**** PROVIDED PASSAGE

First Line of Defense

If you don't have a large area or the mortar is just a few hours or days old, there are many ways to wipe away the dried mortar in a small amount of time. A cloth can be used to rub away the dried mortar, but that can add up to hours of tedious work. A Dremel rotary tool with different sized bits can get into the crevices without damaging the surface of the tile or cracking it due to pressure from the tool. If you use a Dremel tool, be careful around the edges. A 1/16 or 1/8-inch carbide rasp or diamond-coated blades are preferred over the wheels to expedite the removal and lessen the probability of scratching or cracking the surface of the slate tile. The bit can wear down the sides if they are exposed or are not sealed. If the mortar is relatively fresh, less than a week old, a razor blade can whisk away dried mortar in a few simple swipes.

Serious Mortar Removal Tools

When the job of removing dried mortar seems more involved, there are a few tools you should consider using. A wire brush can be used to scrub away dried mortar from the area, but that can take quite some time if you do it by hand. A wire brush attachment for a hand drill cuts the time in half and gives the slate a clean surface in no time. Simply attach the wire brush bit to the end of the drill, clamp it down and remove the mortar gone from the surface and any nooks and crannies that can be problematic when using handheld tools.

********

## STATED GOAL
Using the mortar-removal text, explain in one to three sentences why a 1/16 or 1/8-inch carbide rasp or diamond-coated blades are preferred over wheels on a Dremel tool.

**** RECORDED DATA

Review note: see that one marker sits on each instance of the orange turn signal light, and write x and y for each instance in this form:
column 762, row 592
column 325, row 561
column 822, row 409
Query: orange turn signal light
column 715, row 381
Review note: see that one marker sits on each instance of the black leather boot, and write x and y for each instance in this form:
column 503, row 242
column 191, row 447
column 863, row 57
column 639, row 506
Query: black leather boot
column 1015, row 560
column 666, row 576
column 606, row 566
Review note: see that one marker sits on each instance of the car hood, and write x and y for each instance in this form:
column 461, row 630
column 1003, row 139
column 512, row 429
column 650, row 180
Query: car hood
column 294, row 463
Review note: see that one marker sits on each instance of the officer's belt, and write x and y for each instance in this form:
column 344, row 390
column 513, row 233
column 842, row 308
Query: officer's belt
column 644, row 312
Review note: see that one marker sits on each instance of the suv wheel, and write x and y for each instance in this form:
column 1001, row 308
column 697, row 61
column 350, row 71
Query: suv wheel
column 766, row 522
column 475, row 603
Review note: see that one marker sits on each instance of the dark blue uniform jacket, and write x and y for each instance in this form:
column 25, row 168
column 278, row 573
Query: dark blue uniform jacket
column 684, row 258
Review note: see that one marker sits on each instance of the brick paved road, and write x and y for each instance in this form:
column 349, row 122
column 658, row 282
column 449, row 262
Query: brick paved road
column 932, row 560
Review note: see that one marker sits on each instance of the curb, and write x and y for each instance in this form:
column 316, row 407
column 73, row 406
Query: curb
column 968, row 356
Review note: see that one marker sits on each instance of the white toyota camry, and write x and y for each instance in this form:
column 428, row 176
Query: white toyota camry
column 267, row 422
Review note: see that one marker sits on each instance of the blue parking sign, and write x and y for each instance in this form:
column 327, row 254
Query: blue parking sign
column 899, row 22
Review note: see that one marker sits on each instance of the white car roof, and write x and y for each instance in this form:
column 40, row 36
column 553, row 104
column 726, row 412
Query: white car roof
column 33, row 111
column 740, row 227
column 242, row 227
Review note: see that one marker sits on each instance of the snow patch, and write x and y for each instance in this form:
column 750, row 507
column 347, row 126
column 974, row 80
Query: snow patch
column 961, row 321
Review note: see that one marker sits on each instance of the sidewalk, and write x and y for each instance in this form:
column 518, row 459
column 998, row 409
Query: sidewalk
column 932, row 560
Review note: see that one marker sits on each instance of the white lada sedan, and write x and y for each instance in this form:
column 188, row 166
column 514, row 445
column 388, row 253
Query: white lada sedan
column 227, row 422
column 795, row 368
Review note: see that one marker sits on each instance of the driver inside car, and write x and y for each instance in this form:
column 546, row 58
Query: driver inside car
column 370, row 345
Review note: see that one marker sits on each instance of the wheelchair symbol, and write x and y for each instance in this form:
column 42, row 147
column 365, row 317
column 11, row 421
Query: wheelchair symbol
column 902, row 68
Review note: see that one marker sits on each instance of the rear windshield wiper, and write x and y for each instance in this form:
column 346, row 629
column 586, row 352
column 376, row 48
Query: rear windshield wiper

********

## EXERCISE SOLUTION
The text prefers them because they speed up removal of the dried mortar. They also make it less likely that the surface of the slate tile will be scratched or cracked.